Work to do: Shift every x and y coordinate up by 92 and reproduce the data in full, from its beginning through the line containing "x=243 y=207". Leave all other text on those lines unchanged.

== Input rows ==

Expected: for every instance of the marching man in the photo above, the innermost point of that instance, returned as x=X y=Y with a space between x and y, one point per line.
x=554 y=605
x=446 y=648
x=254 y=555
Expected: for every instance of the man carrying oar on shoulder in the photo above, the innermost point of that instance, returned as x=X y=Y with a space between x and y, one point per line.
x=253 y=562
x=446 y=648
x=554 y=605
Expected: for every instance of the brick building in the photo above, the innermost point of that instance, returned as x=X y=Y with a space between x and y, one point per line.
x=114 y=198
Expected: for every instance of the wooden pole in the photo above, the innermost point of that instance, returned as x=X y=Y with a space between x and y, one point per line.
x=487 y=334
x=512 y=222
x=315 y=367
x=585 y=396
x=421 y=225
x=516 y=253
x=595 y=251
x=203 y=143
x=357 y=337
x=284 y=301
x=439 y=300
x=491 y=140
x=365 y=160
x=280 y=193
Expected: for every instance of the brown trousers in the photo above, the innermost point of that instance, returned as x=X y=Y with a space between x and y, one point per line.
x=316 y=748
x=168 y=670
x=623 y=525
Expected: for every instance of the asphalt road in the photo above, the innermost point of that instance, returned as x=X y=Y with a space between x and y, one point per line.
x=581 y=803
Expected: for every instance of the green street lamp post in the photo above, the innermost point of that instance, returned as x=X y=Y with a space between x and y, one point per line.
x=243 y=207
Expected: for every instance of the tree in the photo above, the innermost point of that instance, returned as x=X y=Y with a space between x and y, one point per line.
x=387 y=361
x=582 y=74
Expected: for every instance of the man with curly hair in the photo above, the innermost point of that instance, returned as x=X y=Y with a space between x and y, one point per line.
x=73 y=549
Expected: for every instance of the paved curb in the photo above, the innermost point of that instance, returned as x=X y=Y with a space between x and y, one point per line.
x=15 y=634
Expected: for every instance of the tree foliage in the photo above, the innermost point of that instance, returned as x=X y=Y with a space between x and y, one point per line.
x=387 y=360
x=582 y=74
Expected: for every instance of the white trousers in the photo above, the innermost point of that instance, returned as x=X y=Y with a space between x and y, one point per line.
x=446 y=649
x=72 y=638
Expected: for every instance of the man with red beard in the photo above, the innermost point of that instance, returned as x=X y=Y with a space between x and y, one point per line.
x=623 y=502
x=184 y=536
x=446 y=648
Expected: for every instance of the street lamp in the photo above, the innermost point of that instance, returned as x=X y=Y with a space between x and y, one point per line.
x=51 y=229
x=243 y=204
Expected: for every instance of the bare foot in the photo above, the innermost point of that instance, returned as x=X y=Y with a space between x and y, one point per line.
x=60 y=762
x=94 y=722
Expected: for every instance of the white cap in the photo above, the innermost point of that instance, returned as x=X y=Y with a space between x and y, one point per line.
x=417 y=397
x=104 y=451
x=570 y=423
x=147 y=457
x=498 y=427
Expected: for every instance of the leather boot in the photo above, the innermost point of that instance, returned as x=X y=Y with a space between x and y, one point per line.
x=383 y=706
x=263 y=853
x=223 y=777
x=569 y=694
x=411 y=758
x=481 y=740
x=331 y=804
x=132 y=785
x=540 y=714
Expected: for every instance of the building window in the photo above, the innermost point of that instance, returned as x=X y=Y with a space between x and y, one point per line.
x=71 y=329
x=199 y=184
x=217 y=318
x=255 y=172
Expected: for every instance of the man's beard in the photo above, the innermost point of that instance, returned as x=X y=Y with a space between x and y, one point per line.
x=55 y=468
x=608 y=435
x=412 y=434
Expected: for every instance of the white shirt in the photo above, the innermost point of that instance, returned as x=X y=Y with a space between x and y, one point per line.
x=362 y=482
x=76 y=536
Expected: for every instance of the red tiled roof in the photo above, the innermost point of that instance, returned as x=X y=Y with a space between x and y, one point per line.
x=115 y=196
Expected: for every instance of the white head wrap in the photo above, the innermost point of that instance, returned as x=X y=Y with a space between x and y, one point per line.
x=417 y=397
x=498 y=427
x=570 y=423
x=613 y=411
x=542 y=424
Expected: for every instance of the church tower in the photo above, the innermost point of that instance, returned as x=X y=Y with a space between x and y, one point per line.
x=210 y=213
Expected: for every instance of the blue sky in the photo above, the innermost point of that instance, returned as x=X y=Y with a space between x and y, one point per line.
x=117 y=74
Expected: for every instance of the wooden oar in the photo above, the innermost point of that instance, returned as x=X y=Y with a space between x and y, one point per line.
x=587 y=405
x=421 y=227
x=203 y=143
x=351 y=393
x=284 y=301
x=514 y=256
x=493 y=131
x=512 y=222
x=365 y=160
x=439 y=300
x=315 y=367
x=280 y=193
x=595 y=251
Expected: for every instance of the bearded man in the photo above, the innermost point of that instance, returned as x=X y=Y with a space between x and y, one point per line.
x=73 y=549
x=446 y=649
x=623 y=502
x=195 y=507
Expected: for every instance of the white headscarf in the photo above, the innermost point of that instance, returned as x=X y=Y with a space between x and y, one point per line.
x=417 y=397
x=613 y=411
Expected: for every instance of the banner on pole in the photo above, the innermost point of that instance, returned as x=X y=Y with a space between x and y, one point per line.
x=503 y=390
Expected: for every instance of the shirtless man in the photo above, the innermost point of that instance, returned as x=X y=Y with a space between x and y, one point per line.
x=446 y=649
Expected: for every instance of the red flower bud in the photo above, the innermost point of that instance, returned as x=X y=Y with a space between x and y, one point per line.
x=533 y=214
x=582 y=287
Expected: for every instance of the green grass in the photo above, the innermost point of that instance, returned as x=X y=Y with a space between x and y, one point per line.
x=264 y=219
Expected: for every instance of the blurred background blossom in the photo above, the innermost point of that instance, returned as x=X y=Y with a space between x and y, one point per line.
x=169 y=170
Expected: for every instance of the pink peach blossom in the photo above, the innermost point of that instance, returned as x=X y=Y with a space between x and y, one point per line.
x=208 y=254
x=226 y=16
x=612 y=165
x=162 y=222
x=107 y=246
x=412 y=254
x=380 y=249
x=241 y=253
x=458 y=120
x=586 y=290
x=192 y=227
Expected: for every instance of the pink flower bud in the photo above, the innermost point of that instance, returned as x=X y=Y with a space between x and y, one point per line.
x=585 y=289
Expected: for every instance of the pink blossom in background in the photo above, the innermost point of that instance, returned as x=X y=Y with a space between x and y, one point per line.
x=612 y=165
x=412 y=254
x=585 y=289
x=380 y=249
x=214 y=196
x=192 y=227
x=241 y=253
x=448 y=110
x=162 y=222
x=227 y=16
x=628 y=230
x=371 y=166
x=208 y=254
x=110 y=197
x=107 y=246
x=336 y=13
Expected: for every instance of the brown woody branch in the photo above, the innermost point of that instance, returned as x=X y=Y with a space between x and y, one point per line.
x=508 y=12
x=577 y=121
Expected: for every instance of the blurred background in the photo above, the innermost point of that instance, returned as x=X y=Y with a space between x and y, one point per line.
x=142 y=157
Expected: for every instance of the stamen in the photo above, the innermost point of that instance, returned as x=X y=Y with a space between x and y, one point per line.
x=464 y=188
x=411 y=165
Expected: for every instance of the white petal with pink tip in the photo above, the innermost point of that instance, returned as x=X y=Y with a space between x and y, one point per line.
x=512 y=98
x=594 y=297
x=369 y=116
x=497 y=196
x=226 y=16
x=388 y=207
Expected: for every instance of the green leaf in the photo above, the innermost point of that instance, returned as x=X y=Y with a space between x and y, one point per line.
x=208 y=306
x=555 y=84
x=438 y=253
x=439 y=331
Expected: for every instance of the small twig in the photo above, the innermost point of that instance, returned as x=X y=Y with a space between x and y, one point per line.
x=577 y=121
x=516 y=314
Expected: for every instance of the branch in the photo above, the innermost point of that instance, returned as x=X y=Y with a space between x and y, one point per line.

===

The result:
Expected: for every instance of the marching man in the photo above, the innermost point of that instance, returned as x=X y=Y with a space between x and y, one point per line.
x=646 y=697
x=538 y=740
x=346 y=647
Expected: for every instance of the man carrying oar on shoulder in the photo above, the innermost point of that instance, returned as x=X y=Y with a space between x and y, one point per line.
x=345 y=654
x=538 y=740
x=646 y=697
Expected: for every instance of the brick building in the photo above, the innermost point of that instance, returned as x=X y=Y with a space between x and y, one point per line.
x=206 y=290
Expected: for every instance of the wooden pole in the photo above, the innermost point of that instance, returned as x=X y=Y with a space between x and y, one point per line.
x=579 y=426
x=604 y=314
x=407 y=459
x=677 y=488
x=513 y=317
x=608 y=345
x=687 y=343
x=295 y=235
x=449 y=429
x=376 y=393
x=531 y=392
x=583 y=232
x=457 y=252
x=372 y=285
Expected: for every instance of the brown trousers in the photo above, the innermost point of that instance, returned as x=X y=Y with a space between x and y, one point per line.
x=408 y=840
x=260 y=762
x=715 y=617
Expected: for every instance of the asphalt road in the photo above, the innermost point of that instance, returned as x=X y=Y with a space between x and y, one point per line.
x=673 y=895
Expected: for every instance of the green street lamp post in the photo above, the innermost point of that instance, returned as x=X y=Y with a space between x and y, one point per line.
x=335 y=299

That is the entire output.